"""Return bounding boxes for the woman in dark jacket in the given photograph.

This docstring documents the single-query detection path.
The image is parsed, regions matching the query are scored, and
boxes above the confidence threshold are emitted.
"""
#####
Direction:
Present each line of the records above as an item in a numbered list, omitting any blank lines.

Exercise answer:
1. """Return bounding boxes for the woman in dark jacket in the given photograph.
2. This docstring documents the single-query detection path.
3. The image is parsed, regions matching the query are scored, and
4. boxes above the confidence threshold are emitted.
5. """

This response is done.